**What you will do:** Copy every line of the items below word for word, keeping the punctuation and spacing unchanged.

**Stored data:**

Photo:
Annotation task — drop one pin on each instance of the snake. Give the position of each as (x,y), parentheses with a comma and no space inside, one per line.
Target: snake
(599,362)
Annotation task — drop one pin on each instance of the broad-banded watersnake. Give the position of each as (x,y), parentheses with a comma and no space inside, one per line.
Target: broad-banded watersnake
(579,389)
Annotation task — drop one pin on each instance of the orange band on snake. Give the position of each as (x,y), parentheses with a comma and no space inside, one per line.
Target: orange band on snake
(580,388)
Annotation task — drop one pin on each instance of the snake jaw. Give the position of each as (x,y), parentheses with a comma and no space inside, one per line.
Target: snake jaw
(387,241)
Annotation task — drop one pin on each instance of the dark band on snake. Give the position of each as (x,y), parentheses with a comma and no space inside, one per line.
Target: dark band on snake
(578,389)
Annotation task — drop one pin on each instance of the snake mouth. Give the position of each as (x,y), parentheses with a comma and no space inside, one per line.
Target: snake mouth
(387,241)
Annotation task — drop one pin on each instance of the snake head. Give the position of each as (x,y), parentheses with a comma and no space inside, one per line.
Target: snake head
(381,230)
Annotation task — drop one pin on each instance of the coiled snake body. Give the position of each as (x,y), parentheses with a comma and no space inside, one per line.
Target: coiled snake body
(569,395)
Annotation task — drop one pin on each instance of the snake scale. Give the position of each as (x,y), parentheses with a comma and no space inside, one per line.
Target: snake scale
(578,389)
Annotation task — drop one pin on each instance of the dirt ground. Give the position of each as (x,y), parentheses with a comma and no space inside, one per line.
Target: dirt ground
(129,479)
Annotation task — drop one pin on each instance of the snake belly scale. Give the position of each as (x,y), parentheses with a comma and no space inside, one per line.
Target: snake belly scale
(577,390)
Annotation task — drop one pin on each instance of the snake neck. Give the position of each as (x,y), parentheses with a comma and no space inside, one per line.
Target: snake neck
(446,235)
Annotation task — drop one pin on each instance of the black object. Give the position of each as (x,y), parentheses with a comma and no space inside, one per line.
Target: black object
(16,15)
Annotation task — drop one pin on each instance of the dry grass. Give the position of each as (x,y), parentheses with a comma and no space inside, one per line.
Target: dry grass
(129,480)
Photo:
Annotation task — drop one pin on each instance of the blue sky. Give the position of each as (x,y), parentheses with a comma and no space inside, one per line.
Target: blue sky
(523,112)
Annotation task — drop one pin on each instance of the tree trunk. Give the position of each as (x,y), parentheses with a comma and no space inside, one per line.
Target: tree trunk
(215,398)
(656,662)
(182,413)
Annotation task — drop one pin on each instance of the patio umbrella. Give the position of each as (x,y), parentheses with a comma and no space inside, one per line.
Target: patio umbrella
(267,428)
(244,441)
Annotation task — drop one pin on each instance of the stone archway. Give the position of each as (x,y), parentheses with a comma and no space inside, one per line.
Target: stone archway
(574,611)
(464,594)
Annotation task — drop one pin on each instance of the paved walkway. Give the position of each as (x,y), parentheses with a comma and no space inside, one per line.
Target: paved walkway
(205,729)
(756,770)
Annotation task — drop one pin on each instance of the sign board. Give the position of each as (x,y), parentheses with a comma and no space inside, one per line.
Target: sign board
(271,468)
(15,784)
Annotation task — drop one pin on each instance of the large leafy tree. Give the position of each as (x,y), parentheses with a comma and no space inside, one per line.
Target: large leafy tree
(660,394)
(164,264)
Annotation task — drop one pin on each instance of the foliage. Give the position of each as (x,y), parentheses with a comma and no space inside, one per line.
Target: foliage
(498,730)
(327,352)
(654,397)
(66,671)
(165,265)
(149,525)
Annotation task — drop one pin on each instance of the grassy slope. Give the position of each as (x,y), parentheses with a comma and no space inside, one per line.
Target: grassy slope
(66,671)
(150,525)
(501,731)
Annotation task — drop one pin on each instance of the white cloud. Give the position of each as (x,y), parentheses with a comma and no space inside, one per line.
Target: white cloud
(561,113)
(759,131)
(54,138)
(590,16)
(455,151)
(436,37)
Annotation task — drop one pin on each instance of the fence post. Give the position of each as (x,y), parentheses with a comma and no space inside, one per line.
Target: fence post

**Output of the exercise:**
Photo:
Annotation task — drop one pin on each instance of the snake. Give the position of each as (x,y), parentheses with a comma and no space inside, one per line.
Target: snake
(599,362)
Annotation task — drop one pin on each instance of the broad-banded watersnake. Give the position of each as (x,y), parentheses with a comma and no space inside, one per line.
Target: broad-banded watersnake
(579,389)
Annotation task — drop one pin on each instance of the orange band on snake. Give the position of each as (x,y), parentheses with a comma and no space inside, one per line.
Target: orange band on snake
(580,388)
Annotation task — drop one pin on each instance of the snake jaw. Give the position of each as (x,y), parentheses with a comma and no space inside, one per line.
Target: snake jaw
(387,241)
Annotation task — drop one pin on each instance of the dark band on snake. Give the position of each as (x,y), parentheses with a comma and no space inside, one per line.
Target: dark band on snake
(578,389)
Annotation task — drop one pin on each instance of the snake mouth. Give the position of each as (x,y), parentheses with a comma and no space inside, one per line.
Target: snake mouth
(387,241)
Annotation task — drop one pin on each instance of the snake head. Give the position of each as (x,y), parentheses with a comma and no space inside, one per line.
Target: snake head
(381,230)
Annotation task — drop one pin on each instance of the coiled snake body. Give the position of each as (x,y), parentheses with a comma and no space inside, one per line.
Target: coiled snake body
(569,395)
Annotation task — drop one pin on each instance of the snake scale. Give the position of each as (x,y), parentheses with a comma and no space inside, one per line.
Target: snake scale
(578,389)
Annotation task — drop one pin on each instance of the dirt ground. Give the position of each as (x,y), parentheses with a comma and no space inside, one per line.
Target: dirt ground
(129,479)
Annotation task — drop one pin on each instance of the snake belly scale. Give the position of each as (x,y), parentheses with a comma and no space inside, one per line.
Target: snake belly scale
(577,390)
Annotation task — drop one pin on each instance of the snake neck. Give the position of each as (x,y), parentheses with a comma and no space inside, one per line.
Target: snake neck
(446,235)
Annotation task — drop one pin on each instance of the black object. Give the position of each as (x,y), parentheses with a comma and no space inside, one per line.
Target: black object
(16,15)
Annotation task — drop one pin on each instance of the dry grass. Give the position of each as (x,y), parentheses with a comma and no space inside, one per line.
Target: dry grass
(129,480)
Photo:
Annotation task — drop one pin on each instance of the blue sky. Give the position of each as (x,y), parentheses with a comma and no space inside, one per line.
Target: blue sky
(523,112)
Annotation task — drop one pin on each instance of the tree trunk. Give the position of each as (x,y), parentheses with a comma and no space inside, one per line.
Target: tree trunk
(215,398)
(656,662)
(182,413)
Annotation task — drop one pin on each instance of the patio umbrella. Give the position of each as (x,y), parentheses with a comma and no space inside, one per line.
Target: patio umbrella
(267,428)
(244,441)
Annotation task — drop one pin on each instance of the stone archway. Give the position of each as (x,y), parentheses with a comma and no space inside, one per line.
Target: stone archway
(574,611)
(464,594)
Annotation task — drop one pin on each instance of the paved walkway. Give the position of each as (x,y), parentheses with a comma and no space inside, one per line.
Target: paved walkway
(205,729)
(756,770)
Annotation task — drop one pin on each instance of the sign board. Give the position of each as (x,y), parentheses with a comma and no space inside, one per line.
Target: sign board
(271,468)
(15,784)
Annotation task — drop one pin on each instance of the large leafy tree. Give the position of each as (x,y), parentheses with a comma and no space inside, one per line.
Target: large leafy tree
(660,394)
(164,264)
Annotation task — drop one pin on each instance of the foliage. Give the position of each as (x,y), parentheses with a comma and no space inside, one per line.
Target: foliage
(498,730)
(327,352)
(654,397)
(66,671)
(165,265)
(149,525)
Annotation task — drop one pin on each instance of the grassy slope. Give the position of each as (x,y), parentheses with a comma and no space inside, one per line.
Target: grassy slope
(66,671)
(150,525)
(501,731)
Annotation task — drop one pin on each instance of the white cloud. Give the position of each as (x,y), parentheses with a comma and no space inside, one per line.
Target: white cloud
(561,113)
(759,131)
(54,138)
(590,16)
(455,151)
(436,37)
Annotation task — drop one pin on each instance of the fence post. Give the position of each as (x,y), parentheses with a comma and no space inside, one per line.
Target: fence post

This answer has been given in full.